→ **THE REQUEST**
Identify each line of the data that contains the string "outline" and copy those lines in full.
----------------------------------------
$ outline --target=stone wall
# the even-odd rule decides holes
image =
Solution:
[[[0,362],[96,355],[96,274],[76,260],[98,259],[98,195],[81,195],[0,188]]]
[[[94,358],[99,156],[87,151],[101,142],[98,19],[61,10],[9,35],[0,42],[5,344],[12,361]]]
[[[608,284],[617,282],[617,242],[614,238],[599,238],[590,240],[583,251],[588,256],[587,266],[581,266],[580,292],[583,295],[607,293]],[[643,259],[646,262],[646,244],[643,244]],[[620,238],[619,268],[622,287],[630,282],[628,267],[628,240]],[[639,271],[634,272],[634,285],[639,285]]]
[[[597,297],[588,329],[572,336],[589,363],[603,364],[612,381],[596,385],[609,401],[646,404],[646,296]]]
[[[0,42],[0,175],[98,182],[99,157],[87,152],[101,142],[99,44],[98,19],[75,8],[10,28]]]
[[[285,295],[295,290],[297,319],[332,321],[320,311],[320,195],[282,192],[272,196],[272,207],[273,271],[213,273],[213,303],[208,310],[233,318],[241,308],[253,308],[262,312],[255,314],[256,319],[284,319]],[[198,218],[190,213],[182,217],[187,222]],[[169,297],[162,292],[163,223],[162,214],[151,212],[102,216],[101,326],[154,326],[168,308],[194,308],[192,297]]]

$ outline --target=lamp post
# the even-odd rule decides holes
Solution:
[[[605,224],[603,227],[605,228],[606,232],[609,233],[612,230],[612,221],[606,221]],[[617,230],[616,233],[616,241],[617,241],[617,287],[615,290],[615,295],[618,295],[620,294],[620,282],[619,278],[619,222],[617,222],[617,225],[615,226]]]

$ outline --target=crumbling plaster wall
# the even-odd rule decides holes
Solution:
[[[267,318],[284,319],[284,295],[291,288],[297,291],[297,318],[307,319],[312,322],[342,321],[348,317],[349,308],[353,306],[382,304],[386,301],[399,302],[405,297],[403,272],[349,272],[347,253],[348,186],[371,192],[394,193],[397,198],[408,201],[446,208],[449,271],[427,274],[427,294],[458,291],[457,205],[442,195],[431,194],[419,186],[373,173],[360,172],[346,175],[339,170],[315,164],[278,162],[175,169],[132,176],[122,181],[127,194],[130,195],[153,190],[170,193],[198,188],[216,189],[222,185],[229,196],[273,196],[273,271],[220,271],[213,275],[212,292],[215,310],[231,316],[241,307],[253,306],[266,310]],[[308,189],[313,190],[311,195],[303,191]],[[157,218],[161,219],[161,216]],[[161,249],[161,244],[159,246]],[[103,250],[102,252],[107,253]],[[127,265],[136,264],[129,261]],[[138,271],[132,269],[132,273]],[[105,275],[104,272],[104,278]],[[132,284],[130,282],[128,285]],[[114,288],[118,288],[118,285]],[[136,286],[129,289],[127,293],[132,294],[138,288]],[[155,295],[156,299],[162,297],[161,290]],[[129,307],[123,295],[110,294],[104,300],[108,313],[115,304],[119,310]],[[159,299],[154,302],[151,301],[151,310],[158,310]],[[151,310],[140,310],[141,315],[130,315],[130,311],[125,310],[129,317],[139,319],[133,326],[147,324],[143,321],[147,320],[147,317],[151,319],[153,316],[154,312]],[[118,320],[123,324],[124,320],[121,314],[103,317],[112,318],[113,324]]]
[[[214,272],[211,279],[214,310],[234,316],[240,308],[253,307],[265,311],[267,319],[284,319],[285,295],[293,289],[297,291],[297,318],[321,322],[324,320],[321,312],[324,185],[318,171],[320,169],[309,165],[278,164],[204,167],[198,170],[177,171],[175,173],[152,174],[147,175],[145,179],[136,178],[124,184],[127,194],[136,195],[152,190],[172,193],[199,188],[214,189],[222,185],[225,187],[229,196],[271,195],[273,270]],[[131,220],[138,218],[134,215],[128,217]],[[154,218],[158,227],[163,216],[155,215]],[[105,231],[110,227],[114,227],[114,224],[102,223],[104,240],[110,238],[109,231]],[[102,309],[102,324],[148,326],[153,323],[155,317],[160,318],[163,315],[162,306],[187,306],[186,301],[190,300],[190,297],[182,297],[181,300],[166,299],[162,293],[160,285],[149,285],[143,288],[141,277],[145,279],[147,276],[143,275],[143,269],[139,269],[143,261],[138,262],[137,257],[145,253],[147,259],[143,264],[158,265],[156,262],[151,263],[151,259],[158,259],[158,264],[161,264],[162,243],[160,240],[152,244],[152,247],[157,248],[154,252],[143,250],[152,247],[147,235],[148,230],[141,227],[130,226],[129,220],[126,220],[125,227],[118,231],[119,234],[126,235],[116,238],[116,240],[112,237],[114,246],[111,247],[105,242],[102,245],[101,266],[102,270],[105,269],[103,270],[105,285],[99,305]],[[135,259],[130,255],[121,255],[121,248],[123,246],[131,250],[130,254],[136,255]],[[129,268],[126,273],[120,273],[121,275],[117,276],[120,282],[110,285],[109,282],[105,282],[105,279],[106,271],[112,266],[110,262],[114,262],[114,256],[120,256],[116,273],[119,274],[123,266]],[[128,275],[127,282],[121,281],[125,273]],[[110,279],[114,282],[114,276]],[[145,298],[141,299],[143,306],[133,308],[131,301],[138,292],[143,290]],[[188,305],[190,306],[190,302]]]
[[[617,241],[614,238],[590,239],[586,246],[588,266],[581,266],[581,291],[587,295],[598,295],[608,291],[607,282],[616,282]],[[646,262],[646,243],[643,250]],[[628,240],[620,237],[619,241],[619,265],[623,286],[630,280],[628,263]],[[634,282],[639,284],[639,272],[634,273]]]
----------------------------------------
→ **SOLUTION**
$ outline --target=stone wall
$ outline --target=lamp post
$ outline --target=crumbling plaster wall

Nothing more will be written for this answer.